# [Exercice proposé]
Recopiez mot pour mot le passage de l'article sur l'intelligence artificielle ci-dessous, en commençant aux mots « Selon une étude » et en vous arrêtant après « compétences et d’attractivité. ».

Cet article propose un zoom et un décryptage de ce thème pour comprendre le potentiel et les opportunités de cette rupture technologique.
Qu’est-ce qu’une intelligence artificielle ?
Faire en sorte qu’une machine soit capable d’imiter le raisonnement de l’Homme et d’évoluer afin d’être encore plus performante que celui-ci.
Le dictionnaire Larousse donne cette définition du terme « intelligence » : « l’aptitude pour un être humain à s’adapter à une situation, à choisir des moyens d’action en fonction de circonstances ». L’intelligence se caractérise donc, dans le langage courant, par un ensemble de fonctions mentales propres au commun des mortels. Dans ce cas, comment donc un ordinateur peut-il être intelligent ?
Marvin Lee Minsky, l’un des créateurs de l’intelligence artificielle, parfois abrégée par le sigle « IA », définit cette dernière comme « la construction de programmes informatiques qui s’adonnent à des tâches qui sont pour l’instant accomplies de façon plus satisfaisantes par les femmes et les hommes, car elles demandent des processus mentaux tels que l’apprentissage perceptuel, l’organisation de la mémoire et le raisonnement critique ». Il s’agit alors de faire en sorte qu’une machine soit capable d’imiter le raisonnement de l’Homme et d’évoluer afin d’être encore plus performante que celui-ci.
Le thème du Machine Learning est aussi une solution d’intelligence artificielle. Elle permet à des ordinateurs, ou à des programmes, d’apprendre et de se développer sans avoir été programmés à cet effet. Pour apprendre, l’ordinateur a besoin d’analyser des centaines de données afin de pouvoir s’entraîner.
La start-up Easyrecrue a réussi à mettre au point un outil d’intelligence artificielle qui analyse le ton, le discours et le comportement des candidats à l’embauche. En visionnant de nombreuses vidéos d’entretiens d’embauche, l’outil d’intelligence artificielle permet alors de voir et de prédire si un individu est vraiment fait pour le job auquel il postule.
Comment peut-on être embauché par une intelligence artificielle ?
L’algorithme de sourcing
Outil qui permet d’analyser des centaines de milliers de CV en ligne.
Selon une étude publiée par Pôle Emploi en 2018, plus de 44% des recrutements étaient qualifiés de « difficiles » par les employeurs. Les deux principales raisons invoquées pour expliquer cette difficulté de recrutement sont le déficit de compétences et d’attractivité.
Face à cette réalité, l’intelligence artificielle est une innovation d’usage qui permet de rechercher les candidats en parcourant le web. Le robot va parcourir le réseau social LinkedIn par exemple, dans le but de trouver les profils qui correspondent exactement au poste recherché. Dans ce cas, on appelle « algorithme de sourcing » l’outil qui permet d’analyser des centaines de milliers de CV en ligne. Son rôle est de faire parvenir au service RH les personnes les plus compatibles avec l’offre publiée. Ici, ce procédé permet de résoudre le problème du déficit de compétences. Cette dernière fait en effet parvenir aux responsables RH la liste des candidats sélectionnés en amont par l’intelligence artificielle.

Enregistrements stockés
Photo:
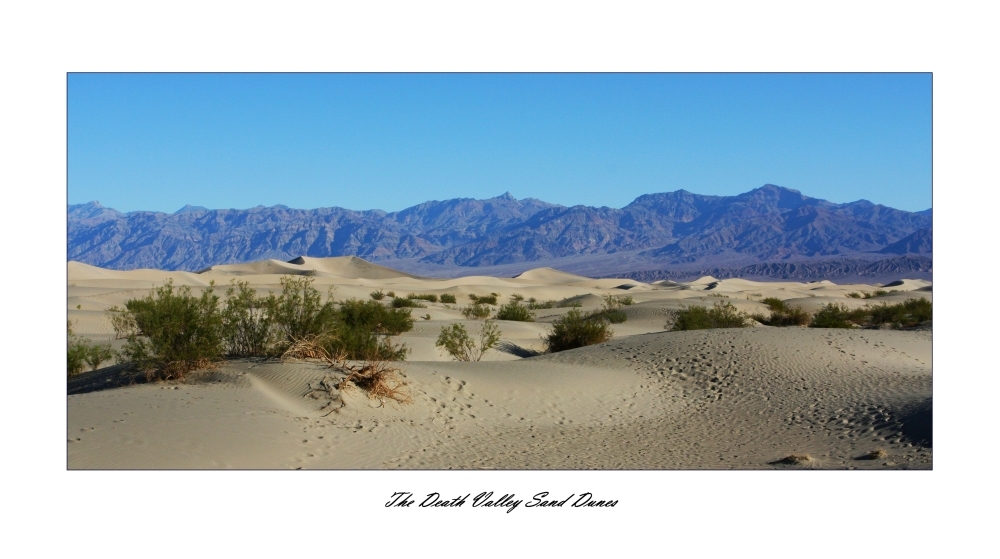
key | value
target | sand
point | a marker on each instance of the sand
(647, 399)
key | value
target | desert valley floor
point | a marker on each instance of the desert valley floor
(741, 398)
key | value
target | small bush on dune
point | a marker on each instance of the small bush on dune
(362, 331)
(906, 314)
(774, 304)
(837, 315)
(300, 311)
(490, 299)
(567, 304)
(247, 323)
(476, 311)
(456, 341)
(514, 311)
(576, 329)
(612, 309)
(177, 332)
(721, 315)
(535, 305)
(97, 354)
(403, 303)
(782, 314)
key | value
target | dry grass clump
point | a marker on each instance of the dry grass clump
(796, 460)
(877, 454)
(375, 374)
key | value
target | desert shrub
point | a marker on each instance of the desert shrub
(176, 331)
(774, 304)
(567, 304)
(97, 354)
(612, 309)
(576, 329)
(616, 316)
(535, 305)
(515, 311)
(122, 322)
(782, 314)
(300, 311)
(362, 331)
(476, 311)
(490, 299)
(247, 322)
(370, 315)
(908, 313)
(456, 341)
(76, 357)
(404, 303)
(721, 315)
(835, 315)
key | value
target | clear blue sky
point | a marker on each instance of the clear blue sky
(389, 141)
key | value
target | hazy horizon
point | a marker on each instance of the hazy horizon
(389, 141)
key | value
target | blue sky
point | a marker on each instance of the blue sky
(389, 141)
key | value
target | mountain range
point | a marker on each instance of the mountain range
(671, 230)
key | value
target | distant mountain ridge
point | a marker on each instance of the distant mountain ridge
(767, 223)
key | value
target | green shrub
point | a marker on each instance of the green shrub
(476, 311)
(176, 331)
(370, 315)
(514, 311)
(457, 342)
(490, 299)
(97, 354)
(404, 303)
(76, 357)
(300, 311)
(774, 304)
(535, 305)
(908, 313)
(612, 309)
(721, 315)
(576, 329)
(247, 322)
(567, 304)
(837, 315)
(782, 314)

# [Réponse]
Selon une étude publiée par Pôle Emploi en 2018, plus de 44% des recrutements étaient qualifiés de « difficiles » par les employeurs. Les deux principales raisons invoquées pour expliquer cette difficulté de recrutement sont le déficit de compétences et d’attractivité.